- _What is required_: Every line of the data must be copied exactly.

- _Exercise materials_:
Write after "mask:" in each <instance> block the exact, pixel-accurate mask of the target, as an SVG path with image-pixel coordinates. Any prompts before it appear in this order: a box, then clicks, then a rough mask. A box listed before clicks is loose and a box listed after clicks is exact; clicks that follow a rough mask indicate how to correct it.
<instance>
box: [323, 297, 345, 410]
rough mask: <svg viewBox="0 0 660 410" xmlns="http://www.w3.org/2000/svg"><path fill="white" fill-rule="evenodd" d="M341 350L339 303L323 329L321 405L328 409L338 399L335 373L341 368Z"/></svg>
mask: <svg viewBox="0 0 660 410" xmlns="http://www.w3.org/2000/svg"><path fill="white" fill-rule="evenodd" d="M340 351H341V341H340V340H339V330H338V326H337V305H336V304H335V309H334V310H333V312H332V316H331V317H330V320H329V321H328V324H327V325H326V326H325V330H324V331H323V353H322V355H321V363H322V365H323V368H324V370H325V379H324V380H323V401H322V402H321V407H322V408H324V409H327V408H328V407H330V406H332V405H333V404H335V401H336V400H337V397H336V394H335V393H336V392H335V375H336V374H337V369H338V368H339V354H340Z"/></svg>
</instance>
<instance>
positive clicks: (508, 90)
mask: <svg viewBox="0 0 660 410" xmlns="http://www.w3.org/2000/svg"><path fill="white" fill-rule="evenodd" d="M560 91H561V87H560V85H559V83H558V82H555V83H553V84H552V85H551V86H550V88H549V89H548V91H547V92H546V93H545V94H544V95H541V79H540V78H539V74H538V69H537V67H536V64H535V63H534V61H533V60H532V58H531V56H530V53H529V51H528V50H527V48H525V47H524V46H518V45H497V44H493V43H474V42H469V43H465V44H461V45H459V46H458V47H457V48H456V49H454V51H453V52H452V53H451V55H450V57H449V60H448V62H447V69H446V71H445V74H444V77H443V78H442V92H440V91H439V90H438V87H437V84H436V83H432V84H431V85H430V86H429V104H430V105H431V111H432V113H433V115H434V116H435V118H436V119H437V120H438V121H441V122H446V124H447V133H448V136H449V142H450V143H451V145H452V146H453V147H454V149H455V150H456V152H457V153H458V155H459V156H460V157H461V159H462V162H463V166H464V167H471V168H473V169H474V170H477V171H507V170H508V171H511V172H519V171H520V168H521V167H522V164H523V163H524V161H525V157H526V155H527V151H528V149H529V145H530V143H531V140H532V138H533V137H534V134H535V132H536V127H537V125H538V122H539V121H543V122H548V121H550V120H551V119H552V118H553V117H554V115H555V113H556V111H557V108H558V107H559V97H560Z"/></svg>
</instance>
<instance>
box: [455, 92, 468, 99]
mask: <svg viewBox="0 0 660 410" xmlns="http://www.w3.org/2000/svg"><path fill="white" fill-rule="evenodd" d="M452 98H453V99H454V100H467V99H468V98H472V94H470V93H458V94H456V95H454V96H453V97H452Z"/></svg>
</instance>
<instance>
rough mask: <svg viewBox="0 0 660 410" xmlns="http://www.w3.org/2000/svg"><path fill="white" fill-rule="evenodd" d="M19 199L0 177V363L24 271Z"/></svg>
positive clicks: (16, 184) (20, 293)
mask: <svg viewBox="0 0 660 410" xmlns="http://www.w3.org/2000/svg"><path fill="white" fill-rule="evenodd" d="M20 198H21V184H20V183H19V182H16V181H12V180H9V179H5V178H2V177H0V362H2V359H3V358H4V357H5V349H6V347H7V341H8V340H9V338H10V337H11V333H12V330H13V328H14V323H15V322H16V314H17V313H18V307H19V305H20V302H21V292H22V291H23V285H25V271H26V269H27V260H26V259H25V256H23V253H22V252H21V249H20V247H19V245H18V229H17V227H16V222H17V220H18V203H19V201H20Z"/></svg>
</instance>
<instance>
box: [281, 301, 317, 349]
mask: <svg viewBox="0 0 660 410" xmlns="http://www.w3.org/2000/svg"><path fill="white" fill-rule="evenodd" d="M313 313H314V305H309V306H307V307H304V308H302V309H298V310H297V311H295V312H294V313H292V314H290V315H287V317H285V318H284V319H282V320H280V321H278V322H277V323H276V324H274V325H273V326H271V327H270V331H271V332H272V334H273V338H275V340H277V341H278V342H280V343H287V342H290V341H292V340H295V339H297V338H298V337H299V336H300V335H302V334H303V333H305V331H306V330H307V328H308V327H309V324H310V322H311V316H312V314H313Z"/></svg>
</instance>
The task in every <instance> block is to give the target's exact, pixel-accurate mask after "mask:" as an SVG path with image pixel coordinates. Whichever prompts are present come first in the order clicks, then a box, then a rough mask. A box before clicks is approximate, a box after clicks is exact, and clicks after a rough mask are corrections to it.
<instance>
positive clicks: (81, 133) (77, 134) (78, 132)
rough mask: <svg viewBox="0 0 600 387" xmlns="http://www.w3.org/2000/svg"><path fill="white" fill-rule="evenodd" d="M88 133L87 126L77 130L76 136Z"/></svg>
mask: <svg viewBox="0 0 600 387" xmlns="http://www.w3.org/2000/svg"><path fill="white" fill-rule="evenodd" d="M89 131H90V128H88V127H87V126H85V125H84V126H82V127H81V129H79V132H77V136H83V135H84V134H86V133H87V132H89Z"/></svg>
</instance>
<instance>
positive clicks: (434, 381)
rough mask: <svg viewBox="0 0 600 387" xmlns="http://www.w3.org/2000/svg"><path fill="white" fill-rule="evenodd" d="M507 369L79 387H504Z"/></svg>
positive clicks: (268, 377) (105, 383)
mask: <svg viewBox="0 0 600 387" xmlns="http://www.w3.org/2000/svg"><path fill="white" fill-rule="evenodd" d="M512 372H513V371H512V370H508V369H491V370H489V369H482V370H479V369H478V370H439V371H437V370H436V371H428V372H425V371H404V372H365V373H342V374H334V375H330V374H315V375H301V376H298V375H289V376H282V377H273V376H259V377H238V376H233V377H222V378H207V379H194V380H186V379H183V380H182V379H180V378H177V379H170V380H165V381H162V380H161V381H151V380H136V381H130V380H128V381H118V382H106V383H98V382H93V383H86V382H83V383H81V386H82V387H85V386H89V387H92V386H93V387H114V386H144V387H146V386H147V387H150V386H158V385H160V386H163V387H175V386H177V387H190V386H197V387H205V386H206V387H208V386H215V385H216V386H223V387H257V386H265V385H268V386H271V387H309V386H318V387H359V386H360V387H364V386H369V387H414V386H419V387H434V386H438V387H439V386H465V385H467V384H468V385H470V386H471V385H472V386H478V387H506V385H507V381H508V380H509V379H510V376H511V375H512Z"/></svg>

- _Solution below_:
Write after "mask:" in each <instance> block the exact, pixel-accurate mask of the target, as an SVG path with image-pixel coordinates. Any prompts before it appear in this order: a box, then clicks, then a rough mask. A box listed before clicks is loose and a box listed after clicks is exact; clicks that follow a rough mask indicate how to correct it.
<instance>
box: [323, 297, 345, 410]
rough mask: <svg viewBox="0 0 660 410" xmlns="http://www.w3.org/2000/svg"><path fill="white" fill-rule="evenodd" d="M341 350L339 303L323 329L321 405L328 409L338 399L335 373L341 368Z"/></svg>
mask: <svg viewBox="0 0 660 410" xmlns="http://www.w3.org/2000/svg"><path fill="white" fill-rule="evenodd" d="M340 351H341V341H340V340H339V330H338V326H337V305H336V304H335V309H334V310H333V312H332V316H331V317H330V320H329V321H328V324H327V325H326V326H325V330H324V331H323V353H322V355H321V363H322V365H323V368H324V370H325V379H324V380H323V401H322V402H321V407H322V408H324V409H327V408H328V407H330V406H332V405H333V404H335V401H336V400H337V397H336V394H335V393H336V392H335V375H336V374H337V369H338V368H339V354H340Z"/></svg>
</instance>
<instance>
positive clicks: (508, 90)
mask: <svg viewBox="0 0 660 410" xmlns="http://www.w3.org/2000/svg"><path fill="white" fill-rule="evenodd" d="M560 91H561V87H560V85H559V83H558V82H555V83H553V84H552V85H551V86H550V88H549V89H548V91H547V92H546V93H545V94H544V95H541V79H540V78H539V74H538V69H537V67H536V64H535V63H534V61H533V60H532V58H531V56H530V53H529V51H528V50H527V48H525V47H524V46H518V45H497V44H493V43H474V42H469V43H465V44H461V45H459V46H458V47H457V48H456V49H454V51H453V52H452V53H451V55H450V57H449V60H448V62H447V69H446V71H445V74H444V77H443V78H442V92H440V91H439V90H438V87H437V84H436V83H432V84H431V85H430V86H429V104H430V105H431V111H432V113H433V115H434V116H435V118H436V119H437V120H438V121H441V122H446V124H447V133H448V136H449V142H450V143H451V145H452V146H453V147H454V149H455V150H456V152H457V153H458V155H459V156H460V157H461V159H462V162H463V166H464V167H471V168H473V169H474V170H477V171H507V170H508V171H511V172H519V171H520V168H521V167H522V164H523V163H524V161H525V157H526V155H527V151H528V149H529V145H530V143H531V140H532V138H533V137H534V134H535V132H536V127H537V125H538V122H539V121H543V122H548V121H550V120H551V119H552V118H553V117H554V115H555V113H556V111H557V108H558V107H559V97H560Z"/></svg>
</instance>
<instance>
box: [455, 92, 468, 99]
mask: <svg viewBox="0 0 660 410" xmlns="http://www.w3.org/2000/svg"><path fill="white" fill-rule="evenodd" d="M452 98H453V99H454V100H467V99H468V98H472V94H470V93H458V94H456V95H454V96H453V97H452Z"/></svg>
</instance>
<instance>
rough mask: <svg viewBox="0 0 660 410" xmlns="http://www.w3.org/2000/svg"><path fill="white" fill-rule="evenodd" d="M19 199L0 177V363L24 271Z"/></svg>
positive clicks: (16, 184) (20, 293)
mask: <svg viewBox="0 0 660 410" xmlns="http://www.w3.org/2000/svg"><path fill="white" fill-rule="evenodd" d="M20 198H21V184H20V183H19V182H16V181H12V180H9V179H5V178H2V177H0V362H2V359H3V358H4V357H5V349H6V347H7V341H8V340H9V338H10V337H11V333H12V330H13V328H14V323H15V322H16V314H17V313H18V307H19V305H20V302H21V292H22V291H23V285H25V271H26V269H27V260H26V259H25V256H23V253H22V252H21V249H20V247H19V245H18V229H17V227H16V222H17V220H18V203H19V201H20Z"/></svg>
</instance>
<instance>
box: [281, 301, 317, 349]
mask: <svg viewBox="0 0 660 410" xmlns="http://www.w3.org/2000/svg"><path fill="white" fill-rule="evenodd" d="M313 313H314V305H309V306H307V307H304V308H302V309H298V310H297V311H295V312H294V313H292V314H290V315H287V317H285V318H284V319H282V320H280V321H278V322H277V323H276V324H274V325H273V326H271V327H270V331H271V332H272V334H273V338H275V340H277V341H278V342H280V343H287V342H290V341H292V340H295V339H297V338H298V337H299V336H300V335H302V334H303V333H305V331H306V330H307V328H308V327H309V324H310V322H311V316H312V314H313Z"/></svg>
</instance>
The task in every <instance> block is to give the target's exact, pixel-accurate mask after "mask:" as an SVG path with image pixel coordinates. Whichever prompts are present come first in the order clicks, then a box, then a rough mask. A box before clicks is approximate, a box after clicks is exact, and clicks after a rough mask are corrections to it.
<instance>
positive clicks: (81, 133) (77, 134) (78, 132)
rough mask: <svg viewBox="0 0 600 387" xmlns="http://www.w3.org/2000/svg"><path fill="white" fill-rule="evenodd" d="M88 133L87 126L77 130L76 136Z"/></svg>
mask: <svg viewBox="0 0 600 387" xmlns="http://www.w3.org/2000/svg"><path fill="white" fill-rule="evenodd" d="M89 131H90V128H88V127H87V126H85V125H84V126H82V127H81V129H79V132H77V136H83V135H84V134H86V133H87V132H89Z"/></svg>
</instance>
<instance>
positive clicks: (434, 381)
rough mask: <svg viewBox="0 0 600 387" xmlns="http://www.w3.org/2000/svg"><path fill="white" fill-rule="evenodd" d="M507 369L79 387H504Z"/></svg>
positive clicks: (268, 377) (105, 383)
mask: <svg viewBox="0 0 600 387" xmlns="http://www.w3.org/2000/svg"><path fill="white" fill-rule="evenodd" d="M512 372H513V371H512V370H508V369H491V370H489V369H482V370H479V369H478V370H439V371H437V370H436V371H428V372H425V371H404V372H365V373H342V374H334V375H330V374H315V375H301V376H298V375H289V376H282V377H273V376H259V377H238V376H233V377H222V378H207V379H194V380H186V379H183V380H182V379H180V378H177V379H170V380H165V381H162V380H161V381H151V380H136V381H130V380H128V381H118V382H106V383H98V382H93V383H86V382H83V383H81V386H82V387H85V386H89V387H92V386H93V387H114V386H144V387H146V386H147V387H150V386H158V385H160V386H163V387H175V386H177V387H190V386H197V387H205V386H206V387H208V386H215V385H216V386H223V387H257V386H265V385H268V386H271V387H309V386H318V387H359V386H360V387H364V386H369V387H414V386H419V387H434V386H438V387H439V386H465V385H467V384H468V385H470V386H471V385H472V386H478V387H506V385H507V381H508V380H509V379H510V376H511V375H512Z"/></svg>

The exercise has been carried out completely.